Carry on the passage below about quieting thoughts during meditation, picking up right after its final sentence.

> _Extract to read_:
⁂
As with obnoxious sound, advice for breaking the clutches of thoughts ranges from replacing annoying thoughts with benign “thoughts” such as numbers or words. Meditation advisers suggest “in breath-out breath” or “one-two,” etc., or other mantras and prayer formula. These methods are the equivalent of replacing earworms with new snippets of music, different earworms, more innocuous ones re content, helpful at first but inadequate in the long run.

Another method of getting rid of thoughts during meditation is allowing thoughts to dissipate, like floaters before one’s eyes, or looking at something fixedly, either in the mind’s eye or physically before us, such as a statue or the floor or a point in space, or looking at nothing at all, with eyes closed or nearly so.

Perhaps the optimum meditative state, regardless of method — and the simplest, emptiest method seems best — is achieving a sleep-like consciousness or awareness wherein the body becomes rested and autonomic by design, a state wherein the meditator watches the body as from afar — but not too closely or the “spell” is broken and the meditator “awakens,” if ever so delicately.

This is not self-hypnosis, for consciousness remains clear, available, independent, and autonomous.
⁂
> _Recorded data_:
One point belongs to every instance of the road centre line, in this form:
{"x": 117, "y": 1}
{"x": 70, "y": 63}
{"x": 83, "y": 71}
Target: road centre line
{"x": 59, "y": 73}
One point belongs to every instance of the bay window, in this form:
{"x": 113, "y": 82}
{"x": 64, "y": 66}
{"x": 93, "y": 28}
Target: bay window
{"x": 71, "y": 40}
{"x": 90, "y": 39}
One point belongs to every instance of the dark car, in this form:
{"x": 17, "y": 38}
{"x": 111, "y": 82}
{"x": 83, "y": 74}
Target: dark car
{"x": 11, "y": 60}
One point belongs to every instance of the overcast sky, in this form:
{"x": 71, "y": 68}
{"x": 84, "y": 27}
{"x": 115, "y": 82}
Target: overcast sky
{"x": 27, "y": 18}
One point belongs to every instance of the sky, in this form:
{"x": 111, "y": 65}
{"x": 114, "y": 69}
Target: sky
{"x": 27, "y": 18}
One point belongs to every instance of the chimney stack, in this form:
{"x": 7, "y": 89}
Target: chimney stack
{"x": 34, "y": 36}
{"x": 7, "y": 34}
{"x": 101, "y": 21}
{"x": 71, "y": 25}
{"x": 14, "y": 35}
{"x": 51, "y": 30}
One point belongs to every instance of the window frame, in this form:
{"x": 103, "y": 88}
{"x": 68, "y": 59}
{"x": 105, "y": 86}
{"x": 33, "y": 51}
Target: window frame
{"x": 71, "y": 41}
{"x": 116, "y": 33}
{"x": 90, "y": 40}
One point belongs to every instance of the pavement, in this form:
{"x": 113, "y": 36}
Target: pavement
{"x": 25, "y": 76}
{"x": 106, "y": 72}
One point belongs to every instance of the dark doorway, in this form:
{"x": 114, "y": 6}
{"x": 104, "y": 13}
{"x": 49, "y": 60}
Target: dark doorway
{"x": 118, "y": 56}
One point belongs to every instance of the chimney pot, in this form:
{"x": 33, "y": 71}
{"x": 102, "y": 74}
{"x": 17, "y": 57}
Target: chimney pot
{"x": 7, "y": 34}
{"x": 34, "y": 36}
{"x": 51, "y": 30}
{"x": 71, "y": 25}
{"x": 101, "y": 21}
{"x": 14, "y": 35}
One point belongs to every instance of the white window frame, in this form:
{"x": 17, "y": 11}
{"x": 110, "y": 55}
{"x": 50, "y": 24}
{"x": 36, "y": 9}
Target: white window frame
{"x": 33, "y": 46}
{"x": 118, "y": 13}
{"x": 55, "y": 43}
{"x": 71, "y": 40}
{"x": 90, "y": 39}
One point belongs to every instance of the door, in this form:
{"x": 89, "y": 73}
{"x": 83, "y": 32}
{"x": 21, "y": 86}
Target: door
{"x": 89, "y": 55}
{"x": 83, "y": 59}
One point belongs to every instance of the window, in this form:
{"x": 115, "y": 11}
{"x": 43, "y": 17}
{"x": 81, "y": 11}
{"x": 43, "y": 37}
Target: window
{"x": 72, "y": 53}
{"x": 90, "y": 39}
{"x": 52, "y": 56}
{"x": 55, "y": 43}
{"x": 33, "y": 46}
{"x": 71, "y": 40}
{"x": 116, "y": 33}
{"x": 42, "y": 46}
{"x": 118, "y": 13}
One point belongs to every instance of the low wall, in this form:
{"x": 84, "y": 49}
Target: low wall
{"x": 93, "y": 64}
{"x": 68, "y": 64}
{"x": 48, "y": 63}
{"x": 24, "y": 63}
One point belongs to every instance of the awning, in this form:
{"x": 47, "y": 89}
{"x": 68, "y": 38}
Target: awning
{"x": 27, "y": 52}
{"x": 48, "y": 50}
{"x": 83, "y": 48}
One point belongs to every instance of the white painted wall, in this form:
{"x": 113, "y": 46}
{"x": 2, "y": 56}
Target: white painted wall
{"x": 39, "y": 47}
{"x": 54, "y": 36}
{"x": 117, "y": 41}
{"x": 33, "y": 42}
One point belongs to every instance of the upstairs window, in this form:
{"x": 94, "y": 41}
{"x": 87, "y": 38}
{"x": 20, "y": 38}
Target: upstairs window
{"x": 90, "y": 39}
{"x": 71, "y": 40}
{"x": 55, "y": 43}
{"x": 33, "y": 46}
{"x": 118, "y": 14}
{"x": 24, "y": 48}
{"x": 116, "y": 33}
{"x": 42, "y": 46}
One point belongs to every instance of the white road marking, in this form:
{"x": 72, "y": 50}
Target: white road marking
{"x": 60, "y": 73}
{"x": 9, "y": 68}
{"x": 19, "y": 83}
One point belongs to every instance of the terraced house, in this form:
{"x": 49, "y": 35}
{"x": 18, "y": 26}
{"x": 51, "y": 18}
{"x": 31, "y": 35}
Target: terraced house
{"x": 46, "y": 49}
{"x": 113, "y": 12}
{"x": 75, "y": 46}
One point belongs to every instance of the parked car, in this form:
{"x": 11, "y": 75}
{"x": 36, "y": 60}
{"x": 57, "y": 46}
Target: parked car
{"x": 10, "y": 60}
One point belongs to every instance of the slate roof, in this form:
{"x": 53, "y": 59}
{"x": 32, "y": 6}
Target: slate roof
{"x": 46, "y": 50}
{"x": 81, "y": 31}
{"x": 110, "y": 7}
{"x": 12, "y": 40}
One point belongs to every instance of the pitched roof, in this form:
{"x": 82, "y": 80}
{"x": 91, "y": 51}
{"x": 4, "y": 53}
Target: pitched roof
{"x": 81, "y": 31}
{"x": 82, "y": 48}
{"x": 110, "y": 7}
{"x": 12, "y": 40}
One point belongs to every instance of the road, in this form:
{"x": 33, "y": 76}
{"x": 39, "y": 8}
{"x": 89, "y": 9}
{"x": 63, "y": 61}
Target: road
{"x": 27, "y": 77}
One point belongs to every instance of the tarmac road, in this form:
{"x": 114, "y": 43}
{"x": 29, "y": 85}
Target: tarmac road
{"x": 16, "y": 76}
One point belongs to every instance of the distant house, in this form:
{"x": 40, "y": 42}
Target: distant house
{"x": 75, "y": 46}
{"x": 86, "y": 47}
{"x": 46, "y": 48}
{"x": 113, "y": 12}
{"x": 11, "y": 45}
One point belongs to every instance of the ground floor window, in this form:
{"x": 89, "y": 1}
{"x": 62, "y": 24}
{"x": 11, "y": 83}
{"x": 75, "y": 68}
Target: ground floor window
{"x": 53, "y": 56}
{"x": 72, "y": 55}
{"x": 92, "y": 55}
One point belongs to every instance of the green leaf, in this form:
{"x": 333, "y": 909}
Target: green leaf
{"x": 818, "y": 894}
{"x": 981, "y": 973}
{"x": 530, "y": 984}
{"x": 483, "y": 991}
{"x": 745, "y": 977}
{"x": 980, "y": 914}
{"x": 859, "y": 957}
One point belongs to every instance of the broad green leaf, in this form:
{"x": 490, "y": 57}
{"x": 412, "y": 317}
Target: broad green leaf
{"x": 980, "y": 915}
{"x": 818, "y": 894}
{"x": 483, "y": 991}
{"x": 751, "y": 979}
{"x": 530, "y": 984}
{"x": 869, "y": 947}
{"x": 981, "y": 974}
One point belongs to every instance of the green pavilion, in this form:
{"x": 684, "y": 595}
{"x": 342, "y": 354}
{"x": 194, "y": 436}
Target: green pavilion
⁂
> _The output_:
The dream states of sleep are forms of rest wherein the conscious part of the mind, the part which guides our conscious actions throughout the waking day, is unraveled and helpless in its needed state of non-intervention. This state parallels the calm emptiness and attentive silence of meditation, except that at this point the phenomena of dreaming begins.

Dreaming repairs the damage of thoughts and articulations of emotions (fear, anger, love) transmuted into suppressed feelings during waking states. We may well have acted on our feelings during our conscious state, but the bulk of feelings lies deep within our mind and remains unseen by the conscious state. Deep sleep allows these feelings to express themselves, to unravel and dissipate themselves if our mind is in a healthy state, or to intensify and spread if our minds are not healthy. We awaken refreshed, resolved, and capable — or we awaken uneasy, fearful, and uncertain. It is not the uncertainty of philosophy but rather the animal instinct of fear and uncertainty of one’s plight and situation. Like an animal without its habitat, we instinctively waste the function of sleep when we enter it with thoughts afire. Thus are thoughts called “poison” in the Buddhist tradition, for any thought is a concession of sorts.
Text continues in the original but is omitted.